DIRECTIONS. Nothing but a number should be written: the count of lines below that contain "black".
--- START ---
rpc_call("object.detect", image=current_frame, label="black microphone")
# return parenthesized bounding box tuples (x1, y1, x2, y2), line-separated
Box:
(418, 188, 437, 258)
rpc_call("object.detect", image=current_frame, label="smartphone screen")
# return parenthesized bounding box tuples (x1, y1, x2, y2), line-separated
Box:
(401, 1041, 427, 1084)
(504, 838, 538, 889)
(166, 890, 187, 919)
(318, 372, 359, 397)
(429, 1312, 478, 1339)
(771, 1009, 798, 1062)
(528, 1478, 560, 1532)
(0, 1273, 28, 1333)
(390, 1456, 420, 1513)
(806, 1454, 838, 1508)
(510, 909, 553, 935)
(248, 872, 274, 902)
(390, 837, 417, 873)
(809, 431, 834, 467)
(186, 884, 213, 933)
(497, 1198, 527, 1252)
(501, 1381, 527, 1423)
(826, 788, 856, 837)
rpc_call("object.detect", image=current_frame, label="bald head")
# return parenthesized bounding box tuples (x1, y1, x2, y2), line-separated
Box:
--- END ---
--- START ---
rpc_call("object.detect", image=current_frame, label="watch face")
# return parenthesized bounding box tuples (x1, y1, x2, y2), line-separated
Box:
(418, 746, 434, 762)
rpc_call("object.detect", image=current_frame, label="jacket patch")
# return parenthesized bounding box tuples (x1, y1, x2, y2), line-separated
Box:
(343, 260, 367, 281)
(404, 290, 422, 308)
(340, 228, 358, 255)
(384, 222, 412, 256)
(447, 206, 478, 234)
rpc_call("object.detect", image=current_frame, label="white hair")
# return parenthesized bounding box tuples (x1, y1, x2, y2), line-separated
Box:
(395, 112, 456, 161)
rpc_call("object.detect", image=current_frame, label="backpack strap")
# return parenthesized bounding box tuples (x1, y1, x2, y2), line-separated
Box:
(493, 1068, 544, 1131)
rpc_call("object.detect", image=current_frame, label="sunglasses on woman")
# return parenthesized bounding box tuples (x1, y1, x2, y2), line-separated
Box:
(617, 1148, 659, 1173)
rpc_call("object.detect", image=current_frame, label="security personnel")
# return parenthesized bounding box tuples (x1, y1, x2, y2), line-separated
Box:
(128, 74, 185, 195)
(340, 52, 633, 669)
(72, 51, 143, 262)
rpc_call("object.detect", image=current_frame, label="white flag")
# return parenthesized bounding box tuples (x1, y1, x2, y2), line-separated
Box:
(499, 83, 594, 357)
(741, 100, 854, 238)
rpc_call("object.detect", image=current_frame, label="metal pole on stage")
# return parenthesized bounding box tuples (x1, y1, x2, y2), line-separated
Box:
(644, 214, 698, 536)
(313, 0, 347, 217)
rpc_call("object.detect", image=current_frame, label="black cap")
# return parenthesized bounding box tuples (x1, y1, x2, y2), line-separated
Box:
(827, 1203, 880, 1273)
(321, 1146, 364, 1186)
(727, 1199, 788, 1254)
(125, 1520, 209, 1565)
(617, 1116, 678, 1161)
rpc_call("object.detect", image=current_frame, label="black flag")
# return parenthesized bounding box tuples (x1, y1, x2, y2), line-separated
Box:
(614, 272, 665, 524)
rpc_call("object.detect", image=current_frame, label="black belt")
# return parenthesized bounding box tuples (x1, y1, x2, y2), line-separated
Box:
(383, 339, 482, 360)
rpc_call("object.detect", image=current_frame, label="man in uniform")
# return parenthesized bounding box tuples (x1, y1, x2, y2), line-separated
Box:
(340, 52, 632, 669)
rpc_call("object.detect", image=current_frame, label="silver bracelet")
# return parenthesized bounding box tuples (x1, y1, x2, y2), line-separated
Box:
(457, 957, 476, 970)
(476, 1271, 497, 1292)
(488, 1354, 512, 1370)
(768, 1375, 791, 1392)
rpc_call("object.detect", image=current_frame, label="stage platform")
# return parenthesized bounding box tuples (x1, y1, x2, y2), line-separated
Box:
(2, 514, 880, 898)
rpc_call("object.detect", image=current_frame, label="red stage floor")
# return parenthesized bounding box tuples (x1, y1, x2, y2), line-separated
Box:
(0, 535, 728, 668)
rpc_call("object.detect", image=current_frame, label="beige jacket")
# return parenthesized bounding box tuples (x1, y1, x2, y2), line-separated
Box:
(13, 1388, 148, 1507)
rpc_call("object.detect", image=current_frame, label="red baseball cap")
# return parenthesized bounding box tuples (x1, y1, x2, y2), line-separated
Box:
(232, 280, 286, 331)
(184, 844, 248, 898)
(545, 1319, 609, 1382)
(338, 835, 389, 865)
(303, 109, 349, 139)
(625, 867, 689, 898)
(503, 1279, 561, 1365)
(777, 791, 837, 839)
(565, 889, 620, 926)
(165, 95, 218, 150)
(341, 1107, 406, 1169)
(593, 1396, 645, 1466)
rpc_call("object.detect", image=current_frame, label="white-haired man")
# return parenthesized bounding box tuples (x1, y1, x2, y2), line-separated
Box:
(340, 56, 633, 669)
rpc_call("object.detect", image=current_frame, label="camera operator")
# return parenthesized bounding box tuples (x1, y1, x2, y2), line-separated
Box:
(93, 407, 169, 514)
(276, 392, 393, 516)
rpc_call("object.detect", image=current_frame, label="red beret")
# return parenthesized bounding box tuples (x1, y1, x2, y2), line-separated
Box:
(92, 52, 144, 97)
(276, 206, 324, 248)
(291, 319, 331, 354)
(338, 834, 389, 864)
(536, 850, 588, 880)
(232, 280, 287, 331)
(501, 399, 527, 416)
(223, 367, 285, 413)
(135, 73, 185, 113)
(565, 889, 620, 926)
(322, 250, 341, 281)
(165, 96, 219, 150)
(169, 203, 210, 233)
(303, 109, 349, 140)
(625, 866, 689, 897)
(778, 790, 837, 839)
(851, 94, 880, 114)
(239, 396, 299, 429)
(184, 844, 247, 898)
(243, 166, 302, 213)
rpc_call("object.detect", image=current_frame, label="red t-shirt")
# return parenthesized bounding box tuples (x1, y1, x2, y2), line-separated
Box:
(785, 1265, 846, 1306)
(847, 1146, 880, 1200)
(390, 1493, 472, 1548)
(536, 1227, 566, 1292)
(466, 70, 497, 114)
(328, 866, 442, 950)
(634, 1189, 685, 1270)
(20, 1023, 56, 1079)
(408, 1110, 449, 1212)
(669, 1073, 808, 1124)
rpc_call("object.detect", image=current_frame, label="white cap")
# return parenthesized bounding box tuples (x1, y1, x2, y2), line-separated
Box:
--- END ---
WRITTEN ANSWER. 4